▶ _PROBLEM REQUIREMENTS_: Repeat the material exactly from its first line to the line that includes "Objective: locate each instance of the jet ski hull". Skip pictures.

▶ _THE INPUT_:
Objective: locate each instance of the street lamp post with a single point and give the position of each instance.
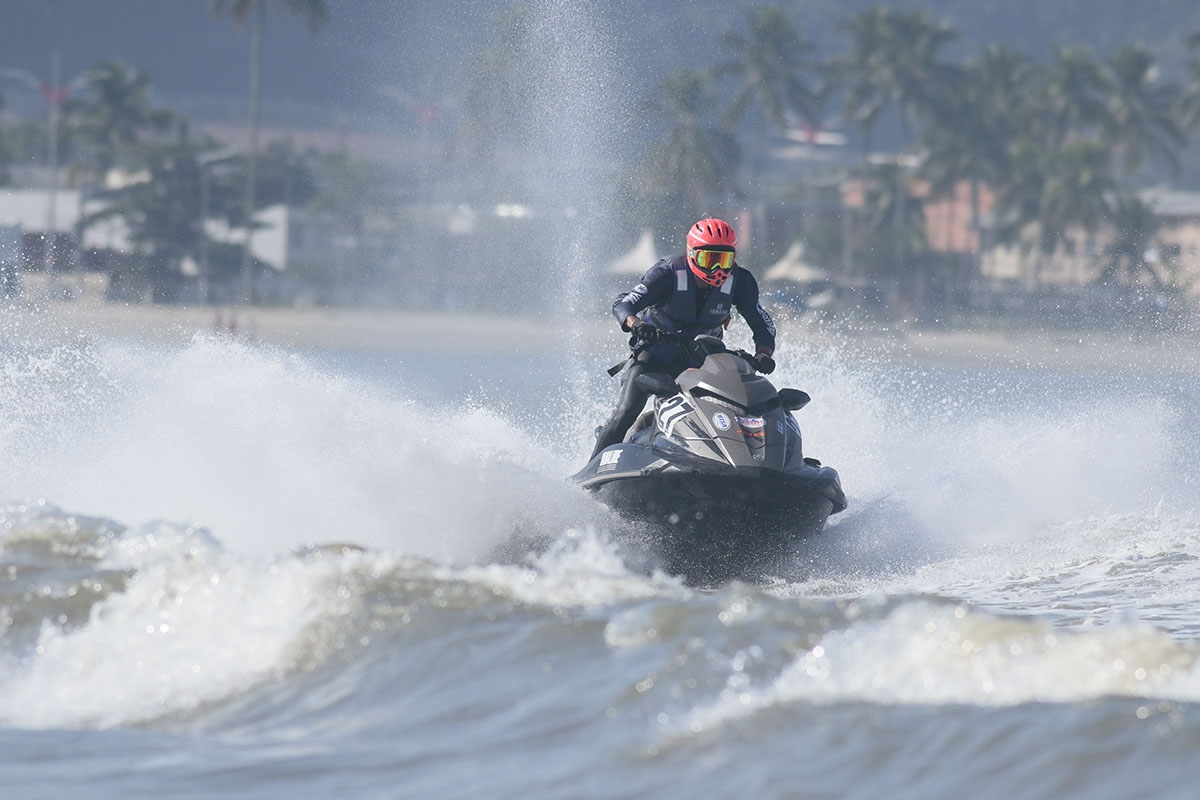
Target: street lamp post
(54, 94)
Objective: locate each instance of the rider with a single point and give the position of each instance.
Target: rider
(685, 294)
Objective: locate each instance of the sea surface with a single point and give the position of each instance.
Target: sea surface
(238, 570)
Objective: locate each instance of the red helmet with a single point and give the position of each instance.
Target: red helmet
(712, 239)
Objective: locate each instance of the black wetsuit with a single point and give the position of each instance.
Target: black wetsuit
(675, 301)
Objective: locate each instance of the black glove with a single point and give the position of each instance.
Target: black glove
(642, 334)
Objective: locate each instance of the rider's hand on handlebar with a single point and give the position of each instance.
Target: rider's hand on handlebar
(642, 334)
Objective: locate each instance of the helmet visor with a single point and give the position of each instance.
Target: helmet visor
(712, 259)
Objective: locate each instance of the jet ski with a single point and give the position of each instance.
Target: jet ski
(718, 471)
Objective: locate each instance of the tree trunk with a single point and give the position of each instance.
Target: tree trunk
(256, 64)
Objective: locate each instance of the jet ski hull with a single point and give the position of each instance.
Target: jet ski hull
(711, 528)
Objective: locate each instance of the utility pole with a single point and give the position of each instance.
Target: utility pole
(54, 94)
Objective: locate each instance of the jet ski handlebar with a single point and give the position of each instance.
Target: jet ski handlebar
(702, 346)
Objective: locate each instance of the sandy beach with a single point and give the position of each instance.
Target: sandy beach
(486, 332)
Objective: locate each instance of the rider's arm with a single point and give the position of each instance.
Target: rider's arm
(747, 300)
(657, 284)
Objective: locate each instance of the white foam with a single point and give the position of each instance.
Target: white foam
(936, 654)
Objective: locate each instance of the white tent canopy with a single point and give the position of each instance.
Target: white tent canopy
(793, 268)
(639, 259)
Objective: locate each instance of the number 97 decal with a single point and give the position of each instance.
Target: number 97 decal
(671, 411)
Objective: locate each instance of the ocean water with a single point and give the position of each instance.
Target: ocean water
(240, 571)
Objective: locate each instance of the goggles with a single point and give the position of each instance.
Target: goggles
(712, 259)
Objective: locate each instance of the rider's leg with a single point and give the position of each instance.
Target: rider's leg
(633, 401)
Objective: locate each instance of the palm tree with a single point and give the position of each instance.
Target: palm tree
(255, 11)
(693, 166)
(894, 61)
(771, 65)
(1188, 104)
(972, 138)
(1141, 110)
(1137, 226)
(1078, 185)
(1077, 95)
(114, 113)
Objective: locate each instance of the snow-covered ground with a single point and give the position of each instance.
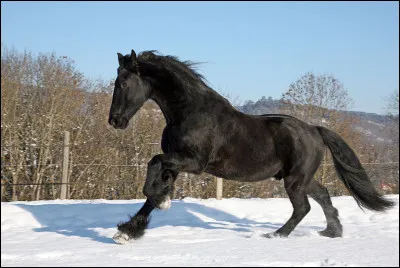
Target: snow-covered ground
(194, 232)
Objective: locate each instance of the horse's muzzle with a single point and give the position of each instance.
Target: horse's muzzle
(118, 122)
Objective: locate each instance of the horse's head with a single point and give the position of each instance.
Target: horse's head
(130, 91)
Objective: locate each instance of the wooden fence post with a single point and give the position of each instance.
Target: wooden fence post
(219, 188)
(64, 185)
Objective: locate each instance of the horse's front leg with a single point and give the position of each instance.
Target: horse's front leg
(162, 171)
(134, 228)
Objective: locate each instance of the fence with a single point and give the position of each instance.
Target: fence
(65, 182)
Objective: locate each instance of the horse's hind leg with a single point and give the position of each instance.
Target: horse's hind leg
(296, 187)
(320, 194)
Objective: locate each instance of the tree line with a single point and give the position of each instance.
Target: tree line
(43, 96)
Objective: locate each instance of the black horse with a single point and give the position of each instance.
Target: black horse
(204, 133)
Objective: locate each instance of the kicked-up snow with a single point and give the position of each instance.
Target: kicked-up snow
(195, 232)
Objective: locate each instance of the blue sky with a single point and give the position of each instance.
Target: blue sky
(251, 49)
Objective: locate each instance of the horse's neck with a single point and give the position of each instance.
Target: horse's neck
(178, 105)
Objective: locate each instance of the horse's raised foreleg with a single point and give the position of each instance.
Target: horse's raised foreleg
(320, 194)
(162, 171)
(296, 190)
(134, 228)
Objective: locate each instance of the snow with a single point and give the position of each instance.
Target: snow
(194, 232)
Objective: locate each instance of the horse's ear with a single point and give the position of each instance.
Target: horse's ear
(133, 57)
(120, 59)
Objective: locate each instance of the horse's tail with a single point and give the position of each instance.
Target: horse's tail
(351, 172)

▶ _SOLVED PROBLEM_:
Objective: locate each instance of the street lamp post with a single point and give the position of each instance.
Target: street lamp post
(54, 94)
Objective: locate each instance of the rider with a single point and give the position of each instance.
Target: rider
(685, 294)
Objective: locate each instance of the sea surface with a single point and give the position of each instance.
Target: sea surface
(238, 570)
Objective: locate each instance of the red helmet with a single point and give the position of each instance.
Target: red helmet
(712, 239)
Objective: locate each instance of the black wetsuit with a single point and give the position of each instance.
Target: black wetsuit
(675, 301)
Objective: locate each instance of the black glove with a single point and give the position of each instance.
Target: black glove
(642, 334)
Objective: locate each instance of the rider's hand on handlebar with a single point and give the position of each instance.
Target: rider's hand on handlebar
(642, 334)
Objective: locate each instance of the helmet visor with a single point and give the position of each instance.
Target: helmet visor
(712, 259)
Objective: locate each instance of the jet ski with a single point and give the position of each instance.
Target: jet ski
(718, 471)
Objective: locate each instance of the tree trunk with a single point and give the position of each instance.
Target: tree trunk
(256, 64)
Objective: locate each instance of the jet ski hull with a single point and give the position of each instance.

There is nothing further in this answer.